Data for the task:

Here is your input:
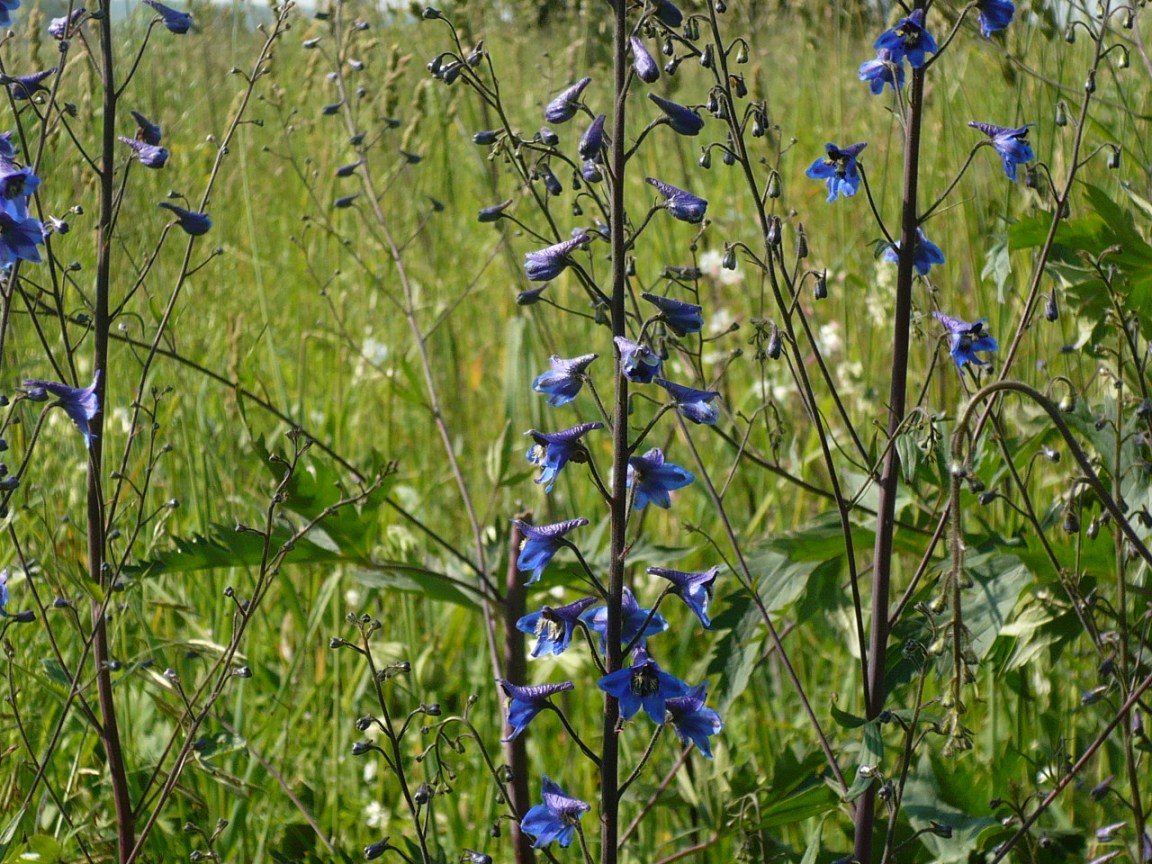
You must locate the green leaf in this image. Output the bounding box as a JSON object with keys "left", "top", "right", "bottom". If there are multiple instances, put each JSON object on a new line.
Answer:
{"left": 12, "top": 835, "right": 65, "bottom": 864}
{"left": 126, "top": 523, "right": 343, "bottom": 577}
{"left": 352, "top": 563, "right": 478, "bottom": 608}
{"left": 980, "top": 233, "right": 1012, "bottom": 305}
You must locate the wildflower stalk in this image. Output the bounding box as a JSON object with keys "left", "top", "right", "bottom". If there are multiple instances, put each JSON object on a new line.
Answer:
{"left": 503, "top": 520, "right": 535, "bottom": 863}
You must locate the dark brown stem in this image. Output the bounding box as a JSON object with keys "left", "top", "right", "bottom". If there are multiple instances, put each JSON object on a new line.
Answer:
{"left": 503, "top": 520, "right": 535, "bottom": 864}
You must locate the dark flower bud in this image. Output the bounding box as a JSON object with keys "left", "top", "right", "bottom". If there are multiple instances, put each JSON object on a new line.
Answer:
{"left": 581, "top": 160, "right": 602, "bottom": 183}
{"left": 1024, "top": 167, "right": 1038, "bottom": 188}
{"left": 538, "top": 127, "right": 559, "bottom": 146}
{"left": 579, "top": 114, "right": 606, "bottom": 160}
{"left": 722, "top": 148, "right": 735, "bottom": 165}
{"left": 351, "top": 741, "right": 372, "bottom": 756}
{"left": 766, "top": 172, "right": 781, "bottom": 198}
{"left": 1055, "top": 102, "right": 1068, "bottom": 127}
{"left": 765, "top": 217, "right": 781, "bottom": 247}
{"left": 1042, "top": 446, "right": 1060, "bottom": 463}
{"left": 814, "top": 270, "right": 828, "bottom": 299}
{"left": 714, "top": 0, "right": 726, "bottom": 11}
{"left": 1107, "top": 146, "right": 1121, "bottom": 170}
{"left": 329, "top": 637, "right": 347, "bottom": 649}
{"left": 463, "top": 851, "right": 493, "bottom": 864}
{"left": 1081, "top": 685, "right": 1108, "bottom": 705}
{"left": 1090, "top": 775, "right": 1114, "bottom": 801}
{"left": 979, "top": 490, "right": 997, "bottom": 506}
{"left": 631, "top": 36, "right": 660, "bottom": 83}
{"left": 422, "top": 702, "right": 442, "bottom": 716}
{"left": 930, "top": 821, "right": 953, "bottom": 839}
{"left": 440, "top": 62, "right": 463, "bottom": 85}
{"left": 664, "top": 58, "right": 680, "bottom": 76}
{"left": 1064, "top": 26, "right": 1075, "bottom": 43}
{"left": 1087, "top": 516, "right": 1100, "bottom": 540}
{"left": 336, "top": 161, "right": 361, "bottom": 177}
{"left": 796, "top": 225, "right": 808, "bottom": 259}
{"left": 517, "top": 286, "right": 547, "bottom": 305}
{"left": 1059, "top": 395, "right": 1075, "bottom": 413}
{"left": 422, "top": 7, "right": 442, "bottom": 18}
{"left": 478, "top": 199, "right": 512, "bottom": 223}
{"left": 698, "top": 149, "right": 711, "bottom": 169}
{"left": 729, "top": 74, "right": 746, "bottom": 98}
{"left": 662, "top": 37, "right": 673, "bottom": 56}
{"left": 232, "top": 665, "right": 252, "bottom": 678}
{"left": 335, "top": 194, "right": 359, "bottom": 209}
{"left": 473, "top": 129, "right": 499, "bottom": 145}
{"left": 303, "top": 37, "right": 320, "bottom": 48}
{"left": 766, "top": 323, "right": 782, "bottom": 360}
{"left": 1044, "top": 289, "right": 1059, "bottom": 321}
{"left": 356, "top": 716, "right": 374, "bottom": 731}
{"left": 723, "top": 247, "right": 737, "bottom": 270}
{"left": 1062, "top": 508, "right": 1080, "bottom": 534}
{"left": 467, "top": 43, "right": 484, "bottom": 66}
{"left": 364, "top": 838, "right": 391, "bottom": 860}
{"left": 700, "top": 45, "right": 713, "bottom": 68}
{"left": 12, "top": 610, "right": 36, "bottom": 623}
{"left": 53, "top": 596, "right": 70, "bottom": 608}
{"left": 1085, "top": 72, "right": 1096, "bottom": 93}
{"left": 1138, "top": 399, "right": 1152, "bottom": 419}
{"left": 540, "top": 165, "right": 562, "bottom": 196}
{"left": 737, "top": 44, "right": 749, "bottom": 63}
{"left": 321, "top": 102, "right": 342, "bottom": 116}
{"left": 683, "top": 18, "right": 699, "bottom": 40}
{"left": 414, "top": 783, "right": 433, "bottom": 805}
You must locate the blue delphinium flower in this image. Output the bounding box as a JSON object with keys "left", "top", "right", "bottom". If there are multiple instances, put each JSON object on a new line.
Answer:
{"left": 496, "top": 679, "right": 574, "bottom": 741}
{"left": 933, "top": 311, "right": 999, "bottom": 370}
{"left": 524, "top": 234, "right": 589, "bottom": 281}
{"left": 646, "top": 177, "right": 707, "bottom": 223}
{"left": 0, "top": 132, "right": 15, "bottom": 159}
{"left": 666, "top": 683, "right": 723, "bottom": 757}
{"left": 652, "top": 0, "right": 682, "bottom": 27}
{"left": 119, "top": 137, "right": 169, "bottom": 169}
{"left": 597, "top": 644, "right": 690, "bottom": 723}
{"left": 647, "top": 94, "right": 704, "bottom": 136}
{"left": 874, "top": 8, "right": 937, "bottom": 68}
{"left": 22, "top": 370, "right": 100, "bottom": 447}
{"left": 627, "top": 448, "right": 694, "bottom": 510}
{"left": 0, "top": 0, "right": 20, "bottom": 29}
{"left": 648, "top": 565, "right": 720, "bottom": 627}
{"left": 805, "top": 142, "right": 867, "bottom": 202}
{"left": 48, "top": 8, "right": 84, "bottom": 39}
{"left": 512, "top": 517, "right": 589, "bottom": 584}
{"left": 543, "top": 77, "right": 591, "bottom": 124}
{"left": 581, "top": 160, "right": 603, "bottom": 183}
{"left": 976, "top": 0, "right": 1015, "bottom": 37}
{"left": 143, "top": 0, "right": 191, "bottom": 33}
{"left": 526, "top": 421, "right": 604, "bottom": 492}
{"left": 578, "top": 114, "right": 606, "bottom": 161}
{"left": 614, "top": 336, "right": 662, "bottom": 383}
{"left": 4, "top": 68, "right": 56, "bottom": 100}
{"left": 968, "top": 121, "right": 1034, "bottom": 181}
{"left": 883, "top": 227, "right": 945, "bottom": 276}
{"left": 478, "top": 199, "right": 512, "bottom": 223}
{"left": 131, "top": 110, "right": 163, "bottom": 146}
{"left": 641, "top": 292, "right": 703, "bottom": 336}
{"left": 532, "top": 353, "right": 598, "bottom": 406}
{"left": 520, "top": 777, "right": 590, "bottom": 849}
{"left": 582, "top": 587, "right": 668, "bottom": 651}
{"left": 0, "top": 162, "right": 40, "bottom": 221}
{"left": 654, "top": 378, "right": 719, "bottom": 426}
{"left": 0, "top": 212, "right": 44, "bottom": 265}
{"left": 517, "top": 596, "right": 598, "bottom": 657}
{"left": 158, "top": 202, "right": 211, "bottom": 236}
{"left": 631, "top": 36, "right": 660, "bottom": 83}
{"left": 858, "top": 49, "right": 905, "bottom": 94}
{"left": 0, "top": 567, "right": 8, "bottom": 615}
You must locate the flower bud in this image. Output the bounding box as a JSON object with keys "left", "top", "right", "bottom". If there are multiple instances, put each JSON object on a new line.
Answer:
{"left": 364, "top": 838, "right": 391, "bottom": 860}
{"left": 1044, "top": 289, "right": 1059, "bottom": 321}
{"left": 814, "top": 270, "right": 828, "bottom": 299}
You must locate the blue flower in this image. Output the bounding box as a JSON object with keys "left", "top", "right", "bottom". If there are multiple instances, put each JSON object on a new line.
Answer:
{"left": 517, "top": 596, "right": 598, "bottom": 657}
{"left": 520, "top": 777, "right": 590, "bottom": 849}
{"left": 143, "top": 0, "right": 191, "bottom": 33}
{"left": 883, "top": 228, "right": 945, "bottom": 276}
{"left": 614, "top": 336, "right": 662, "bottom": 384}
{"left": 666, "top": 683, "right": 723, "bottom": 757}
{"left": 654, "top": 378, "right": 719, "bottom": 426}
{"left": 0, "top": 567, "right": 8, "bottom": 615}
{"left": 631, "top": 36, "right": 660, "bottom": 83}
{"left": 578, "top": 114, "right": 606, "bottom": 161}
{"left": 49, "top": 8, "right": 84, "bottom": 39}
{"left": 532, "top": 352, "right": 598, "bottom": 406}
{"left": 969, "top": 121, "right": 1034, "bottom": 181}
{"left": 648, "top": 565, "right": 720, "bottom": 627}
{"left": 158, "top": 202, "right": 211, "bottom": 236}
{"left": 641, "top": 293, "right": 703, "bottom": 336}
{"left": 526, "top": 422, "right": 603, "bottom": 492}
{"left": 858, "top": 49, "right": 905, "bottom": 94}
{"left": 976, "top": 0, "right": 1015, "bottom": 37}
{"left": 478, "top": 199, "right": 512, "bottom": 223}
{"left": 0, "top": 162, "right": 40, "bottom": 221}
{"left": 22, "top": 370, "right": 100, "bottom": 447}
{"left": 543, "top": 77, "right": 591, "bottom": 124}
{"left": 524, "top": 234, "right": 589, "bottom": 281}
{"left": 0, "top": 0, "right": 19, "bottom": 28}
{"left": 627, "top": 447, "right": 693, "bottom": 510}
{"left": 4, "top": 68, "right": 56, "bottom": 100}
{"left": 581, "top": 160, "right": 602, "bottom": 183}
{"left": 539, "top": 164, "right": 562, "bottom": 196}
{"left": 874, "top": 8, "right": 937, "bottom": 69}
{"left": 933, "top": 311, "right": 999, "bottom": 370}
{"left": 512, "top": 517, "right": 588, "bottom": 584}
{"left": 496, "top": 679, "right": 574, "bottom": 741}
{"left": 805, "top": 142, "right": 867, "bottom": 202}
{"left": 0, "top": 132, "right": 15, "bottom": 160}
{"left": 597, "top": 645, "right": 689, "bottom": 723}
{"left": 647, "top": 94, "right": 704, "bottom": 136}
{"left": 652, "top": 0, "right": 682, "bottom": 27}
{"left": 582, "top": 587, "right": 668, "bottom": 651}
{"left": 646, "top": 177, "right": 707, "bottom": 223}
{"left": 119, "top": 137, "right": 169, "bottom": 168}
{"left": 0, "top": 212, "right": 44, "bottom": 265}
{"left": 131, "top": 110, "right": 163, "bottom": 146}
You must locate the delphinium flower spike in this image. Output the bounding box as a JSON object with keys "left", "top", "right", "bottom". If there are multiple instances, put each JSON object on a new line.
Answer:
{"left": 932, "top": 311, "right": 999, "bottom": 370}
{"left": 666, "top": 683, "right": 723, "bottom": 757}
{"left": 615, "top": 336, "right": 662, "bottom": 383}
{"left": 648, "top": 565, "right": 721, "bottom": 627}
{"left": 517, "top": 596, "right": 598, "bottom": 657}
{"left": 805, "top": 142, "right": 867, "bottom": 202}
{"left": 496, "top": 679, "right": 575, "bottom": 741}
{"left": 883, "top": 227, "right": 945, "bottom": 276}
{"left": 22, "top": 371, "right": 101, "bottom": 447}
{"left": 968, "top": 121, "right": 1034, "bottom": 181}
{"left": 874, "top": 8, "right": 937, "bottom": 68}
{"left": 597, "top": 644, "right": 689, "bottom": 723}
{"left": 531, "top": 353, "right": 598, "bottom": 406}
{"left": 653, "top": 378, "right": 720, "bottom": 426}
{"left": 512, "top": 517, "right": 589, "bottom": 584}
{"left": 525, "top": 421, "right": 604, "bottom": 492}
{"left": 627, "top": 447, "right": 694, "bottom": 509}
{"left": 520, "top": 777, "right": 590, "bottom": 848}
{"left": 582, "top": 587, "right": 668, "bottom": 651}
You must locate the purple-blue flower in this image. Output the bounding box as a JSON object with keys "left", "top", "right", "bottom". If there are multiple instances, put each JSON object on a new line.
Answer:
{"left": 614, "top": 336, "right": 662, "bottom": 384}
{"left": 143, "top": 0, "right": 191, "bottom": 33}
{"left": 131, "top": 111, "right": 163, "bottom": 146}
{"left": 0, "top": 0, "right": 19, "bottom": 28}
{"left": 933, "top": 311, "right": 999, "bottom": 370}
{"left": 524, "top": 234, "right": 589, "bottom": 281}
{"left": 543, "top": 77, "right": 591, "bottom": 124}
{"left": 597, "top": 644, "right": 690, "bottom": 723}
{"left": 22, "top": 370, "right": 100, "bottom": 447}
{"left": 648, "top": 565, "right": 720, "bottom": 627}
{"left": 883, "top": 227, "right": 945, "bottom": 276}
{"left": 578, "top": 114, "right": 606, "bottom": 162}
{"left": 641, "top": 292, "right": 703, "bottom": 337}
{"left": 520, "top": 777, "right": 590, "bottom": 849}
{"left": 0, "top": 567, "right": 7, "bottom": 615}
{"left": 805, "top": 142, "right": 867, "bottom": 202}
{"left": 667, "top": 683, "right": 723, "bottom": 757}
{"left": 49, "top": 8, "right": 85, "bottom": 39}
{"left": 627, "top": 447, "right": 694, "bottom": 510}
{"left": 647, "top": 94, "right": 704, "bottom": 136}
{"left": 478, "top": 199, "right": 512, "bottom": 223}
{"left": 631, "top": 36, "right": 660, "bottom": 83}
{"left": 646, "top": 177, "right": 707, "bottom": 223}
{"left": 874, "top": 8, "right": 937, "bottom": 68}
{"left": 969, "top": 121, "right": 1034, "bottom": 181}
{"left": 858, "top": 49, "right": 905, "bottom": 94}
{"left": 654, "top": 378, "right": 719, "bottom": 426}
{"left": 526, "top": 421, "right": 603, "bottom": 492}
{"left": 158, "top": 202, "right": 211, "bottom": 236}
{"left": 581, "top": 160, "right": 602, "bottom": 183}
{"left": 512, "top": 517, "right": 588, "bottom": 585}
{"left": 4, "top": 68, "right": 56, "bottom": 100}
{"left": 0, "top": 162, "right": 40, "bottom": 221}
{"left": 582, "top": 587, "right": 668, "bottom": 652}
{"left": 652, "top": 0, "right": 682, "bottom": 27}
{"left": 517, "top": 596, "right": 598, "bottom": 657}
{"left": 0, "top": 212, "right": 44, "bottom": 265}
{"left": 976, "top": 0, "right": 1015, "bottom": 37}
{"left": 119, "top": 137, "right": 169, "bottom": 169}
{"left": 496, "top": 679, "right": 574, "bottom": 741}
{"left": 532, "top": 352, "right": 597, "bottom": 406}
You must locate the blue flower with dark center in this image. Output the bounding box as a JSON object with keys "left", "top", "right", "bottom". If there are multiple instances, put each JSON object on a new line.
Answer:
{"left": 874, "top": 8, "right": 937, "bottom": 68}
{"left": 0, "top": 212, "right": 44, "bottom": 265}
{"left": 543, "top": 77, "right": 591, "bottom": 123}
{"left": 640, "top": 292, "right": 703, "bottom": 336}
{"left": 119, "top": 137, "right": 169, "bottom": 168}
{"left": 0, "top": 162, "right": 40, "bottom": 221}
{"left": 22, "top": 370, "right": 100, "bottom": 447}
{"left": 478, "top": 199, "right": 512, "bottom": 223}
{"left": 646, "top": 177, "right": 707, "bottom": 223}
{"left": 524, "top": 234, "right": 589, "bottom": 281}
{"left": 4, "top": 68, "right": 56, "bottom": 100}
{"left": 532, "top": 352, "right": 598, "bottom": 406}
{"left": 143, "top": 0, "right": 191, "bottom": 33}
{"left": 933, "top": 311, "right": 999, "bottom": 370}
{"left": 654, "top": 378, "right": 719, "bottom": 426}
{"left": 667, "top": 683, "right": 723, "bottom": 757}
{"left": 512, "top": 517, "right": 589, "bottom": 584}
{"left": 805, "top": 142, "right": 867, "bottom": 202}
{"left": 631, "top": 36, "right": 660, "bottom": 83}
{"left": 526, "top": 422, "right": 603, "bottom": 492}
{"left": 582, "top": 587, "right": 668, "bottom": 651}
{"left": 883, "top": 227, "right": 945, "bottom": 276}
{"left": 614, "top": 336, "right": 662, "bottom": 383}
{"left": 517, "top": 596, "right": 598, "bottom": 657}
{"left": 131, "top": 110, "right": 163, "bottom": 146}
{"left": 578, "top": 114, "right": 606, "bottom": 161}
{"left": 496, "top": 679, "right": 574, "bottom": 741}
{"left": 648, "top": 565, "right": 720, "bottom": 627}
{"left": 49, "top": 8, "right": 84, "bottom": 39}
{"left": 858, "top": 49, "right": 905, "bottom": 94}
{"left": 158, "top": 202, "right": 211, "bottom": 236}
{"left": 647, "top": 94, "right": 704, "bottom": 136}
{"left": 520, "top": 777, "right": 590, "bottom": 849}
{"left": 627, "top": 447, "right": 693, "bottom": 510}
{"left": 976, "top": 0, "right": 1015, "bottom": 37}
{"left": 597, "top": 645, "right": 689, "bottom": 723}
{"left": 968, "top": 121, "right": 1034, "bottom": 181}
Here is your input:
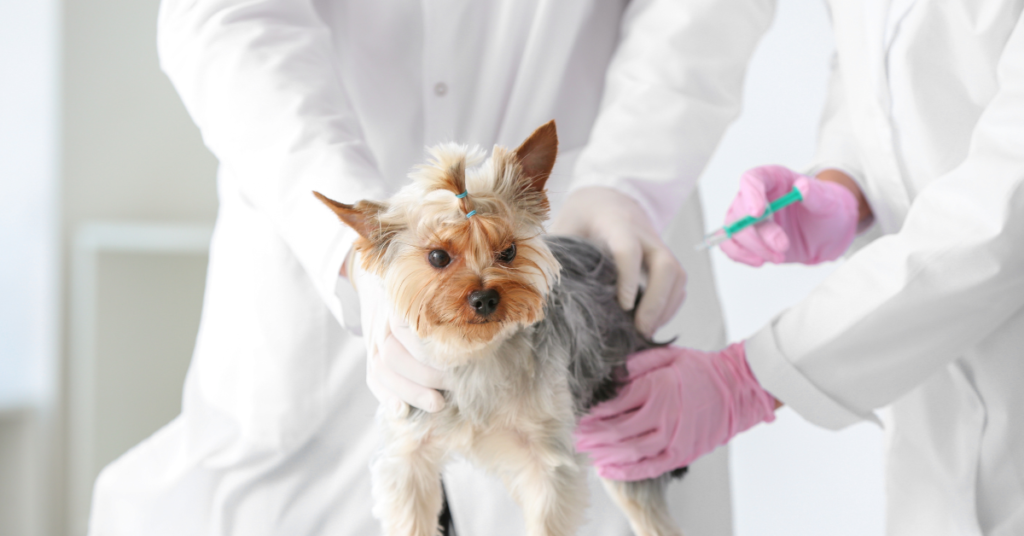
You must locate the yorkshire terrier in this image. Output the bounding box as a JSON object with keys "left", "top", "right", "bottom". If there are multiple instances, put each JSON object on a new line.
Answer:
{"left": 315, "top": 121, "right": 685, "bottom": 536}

Directions for this task: Emit the lines of the material exactly, from its first line to the line containing "You must locate the dark flower", inclusive; leave every picture out.

Solution:
Here is your input:
You must locate the green leaf in this image. Output the bounding box as a JSON object with keys "left", "top", "right", "bottom". If there are multiple instances, put each JSON object on a new line.
Answer:
{"left": 12, "top": 835, "right": 65, "bottom": 864}
{"left": 126, "top": 523, "right": 343, "bottom": 577}
{"left": 352, "top": 563, "right": 478, "bottom": 608}
{"left": 980, "top": 233, "right": 1012, "bottom": 305}
You must locate the wildflower stalk in this image. Output the bounding box as a JSON object with keys "left", "top", "right", "bottom". If there are multiple instances, put each JSON object on a new line.
Answer:
{"left": 503, "top": 520, "right": 535, "bottom": 863}
You must locate the dark brown stem in this image. Output the bounding box as a JSON object with keys "left", "top", "right", "bottom". If there are multiple instances, put each JSON object on a new line.
Answer:
{"left": 503, "top": 520, "right": 535, "bottom": 864}
You must locate the dark flower bud in this image. Output the bounding box as a JSON object with keys "left", "top", "right", "bottom". If there are multiple instances, put each JSON object on a new line.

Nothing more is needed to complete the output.